What Nobody Told Me About RAG When I Started Studying Retrieval

Index

What is Information Retrieval
Tokenization
Text Preprocessing
How AI Models See Tokens
The Three Retrieval Models
TF-IDF
Vectors and Cosine Similarity
Boolean Retrieval and Inverted Indexes
BM25
Retrieval as the Base of RAG
References and Next Steps

1 What is Information Retrieval

Every time someone asks me why an AI system is giving bad answers, my first question is always the same: "what is being retrieved before it gets to the model?". In 90% of cases, the problem is there.

Information Retrieval is the area of computer science dedicated to finding relevant information in large volumes of data based on a query. It is present in search mechanisms, e-commerce, recommendation systems, virtual assistants, and increasingly as the critical layer under any RAG system.

1.1 A Historical Perspective that Matters

It's no coincidence that IR has decades of accumulated research. The SMART system, developed in the 1960s, introduced concepts we still use today: vector representation of documents and term weighting. BM25 was published in the late 1990s and is still the standard search algorithm in production in 2026. Link structure ranking algorithms revolutionized the field in 1998, going beyond pure textual content.

--

▶ **Exercise goal**:
Answer these questions from the article on retrieval above.
1. In what share of cases does the writer say the problem with bad AI answers lies in what is retrieved?
2. Which two concepts introduced by the SMART system are still in use?
3. In what year did link structure ranking algorithms revolutionize the field?

▶ **Information provided**:

--

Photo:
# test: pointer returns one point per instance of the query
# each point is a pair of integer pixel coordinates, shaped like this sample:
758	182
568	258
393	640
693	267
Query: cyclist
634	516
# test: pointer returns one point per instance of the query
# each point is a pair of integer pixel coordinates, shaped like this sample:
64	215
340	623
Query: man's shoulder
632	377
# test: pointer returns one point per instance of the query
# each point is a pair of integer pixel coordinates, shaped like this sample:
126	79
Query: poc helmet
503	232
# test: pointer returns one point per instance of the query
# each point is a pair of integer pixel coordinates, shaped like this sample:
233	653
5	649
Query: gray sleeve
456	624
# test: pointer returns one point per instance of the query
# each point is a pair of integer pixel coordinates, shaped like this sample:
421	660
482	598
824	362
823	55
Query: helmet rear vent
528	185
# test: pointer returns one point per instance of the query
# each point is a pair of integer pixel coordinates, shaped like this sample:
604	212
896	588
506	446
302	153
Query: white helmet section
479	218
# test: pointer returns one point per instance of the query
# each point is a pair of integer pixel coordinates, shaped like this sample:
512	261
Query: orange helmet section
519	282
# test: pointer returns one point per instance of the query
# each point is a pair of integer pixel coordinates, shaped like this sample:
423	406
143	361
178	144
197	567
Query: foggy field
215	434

--

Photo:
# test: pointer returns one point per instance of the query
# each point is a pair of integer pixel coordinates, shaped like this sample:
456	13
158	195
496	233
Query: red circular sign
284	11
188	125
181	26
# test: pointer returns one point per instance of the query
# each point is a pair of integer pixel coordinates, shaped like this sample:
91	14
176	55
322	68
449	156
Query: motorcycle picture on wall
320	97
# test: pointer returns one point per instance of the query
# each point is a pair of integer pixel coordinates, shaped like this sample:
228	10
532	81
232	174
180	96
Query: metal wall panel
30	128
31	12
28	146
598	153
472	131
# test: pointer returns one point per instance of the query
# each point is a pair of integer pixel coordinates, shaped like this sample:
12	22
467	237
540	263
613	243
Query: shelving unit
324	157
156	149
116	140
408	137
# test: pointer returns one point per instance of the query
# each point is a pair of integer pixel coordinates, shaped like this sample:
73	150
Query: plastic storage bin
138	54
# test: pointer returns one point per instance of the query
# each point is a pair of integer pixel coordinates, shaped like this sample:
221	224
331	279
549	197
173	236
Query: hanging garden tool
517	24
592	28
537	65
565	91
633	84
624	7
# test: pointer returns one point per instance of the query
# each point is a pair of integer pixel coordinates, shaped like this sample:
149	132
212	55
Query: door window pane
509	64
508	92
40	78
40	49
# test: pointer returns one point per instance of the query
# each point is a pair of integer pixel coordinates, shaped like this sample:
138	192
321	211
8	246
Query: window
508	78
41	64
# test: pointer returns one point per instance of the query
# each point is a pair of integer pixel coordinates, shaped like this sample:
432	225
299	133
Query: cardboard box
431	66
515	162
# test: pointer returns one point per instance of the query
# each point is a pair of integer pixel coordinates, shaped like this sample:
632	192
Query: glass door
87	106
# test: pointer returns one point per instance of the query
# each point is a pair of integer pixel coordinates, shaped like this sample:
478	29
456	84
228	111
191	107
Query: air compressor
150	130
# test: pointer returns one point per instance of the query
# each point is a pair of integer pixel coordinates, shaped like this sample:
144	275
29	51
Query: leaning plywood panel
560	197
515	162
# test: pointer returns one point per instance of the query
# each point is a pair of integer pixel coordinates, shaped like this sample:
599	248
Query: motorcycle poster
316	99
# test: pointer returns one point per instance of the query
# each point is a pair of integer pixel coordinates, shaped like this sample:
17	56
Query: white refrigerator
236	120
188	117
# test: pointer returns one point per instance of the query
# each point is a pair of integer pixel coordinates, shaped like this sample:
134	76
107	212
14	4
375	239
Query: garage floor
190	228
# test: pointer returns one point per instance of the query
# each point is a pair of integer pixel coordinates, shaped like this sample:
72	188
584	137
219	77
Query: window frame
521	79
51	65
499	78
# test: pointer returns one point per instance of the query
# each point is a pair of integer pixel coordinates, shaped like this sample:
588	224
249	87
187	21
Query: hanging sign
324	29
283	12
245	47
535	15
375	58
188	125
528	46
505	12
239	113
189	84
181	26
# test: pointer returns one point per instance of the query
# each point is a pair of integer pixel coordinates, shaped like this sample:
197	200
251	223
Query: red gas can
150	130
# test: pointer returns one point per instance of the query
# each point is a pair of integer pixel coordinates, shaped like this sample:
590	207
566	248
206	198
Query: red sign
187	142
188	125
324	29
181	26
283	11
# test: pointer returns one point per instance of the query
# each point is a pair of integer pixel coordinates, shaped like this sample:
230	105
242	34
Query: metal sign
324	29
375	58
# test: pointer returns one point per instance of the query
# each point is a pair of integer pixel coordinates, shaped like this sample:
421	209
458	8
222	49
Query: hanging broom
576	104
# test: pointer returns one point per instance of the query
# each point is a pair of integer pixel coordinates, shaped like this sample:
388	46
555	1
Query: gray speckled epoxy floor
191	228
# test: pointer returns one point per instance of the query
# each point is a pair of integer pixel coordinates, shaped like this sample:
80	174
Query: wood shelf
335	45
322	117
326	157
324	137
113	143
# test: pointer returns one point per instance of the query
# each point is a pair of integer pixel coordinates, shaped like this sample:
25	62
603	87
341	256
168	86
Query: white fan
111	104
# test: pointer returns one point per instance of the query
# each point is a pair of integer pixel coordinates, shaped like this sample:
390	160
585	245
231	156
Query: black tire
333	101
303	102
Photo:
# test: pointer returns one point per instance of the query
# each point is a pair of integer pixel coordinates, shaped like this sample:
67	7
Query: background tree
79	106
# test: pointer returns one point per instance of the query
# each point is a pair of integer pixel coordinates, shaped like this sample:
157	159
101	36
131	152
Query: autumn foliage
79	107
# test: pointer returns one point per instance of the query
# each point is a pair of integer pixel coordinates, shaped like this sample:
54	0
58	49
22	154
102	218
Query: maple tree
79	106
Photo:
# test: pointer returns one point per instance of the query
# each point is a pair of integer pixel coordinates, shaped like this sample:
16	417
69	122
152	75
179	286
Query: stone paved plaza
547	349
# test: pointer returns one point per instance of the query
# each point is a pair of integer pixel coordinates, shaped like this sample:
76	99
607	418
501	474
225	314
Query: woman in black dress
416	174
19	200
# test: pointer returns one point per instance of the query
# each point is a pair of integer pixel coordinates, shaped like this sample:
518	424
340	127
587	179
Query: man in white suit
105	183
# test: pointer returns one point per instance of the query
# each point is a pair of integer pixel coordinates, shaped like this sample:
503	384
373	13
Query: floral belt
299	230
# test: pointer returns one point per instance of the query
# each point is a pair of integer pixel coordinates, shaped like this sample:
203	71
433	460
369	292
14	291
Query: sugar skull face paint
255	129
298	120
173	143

--

▶ **Task result**:
1. 90%
2. Vector representation of documents and term weighting
3. 1998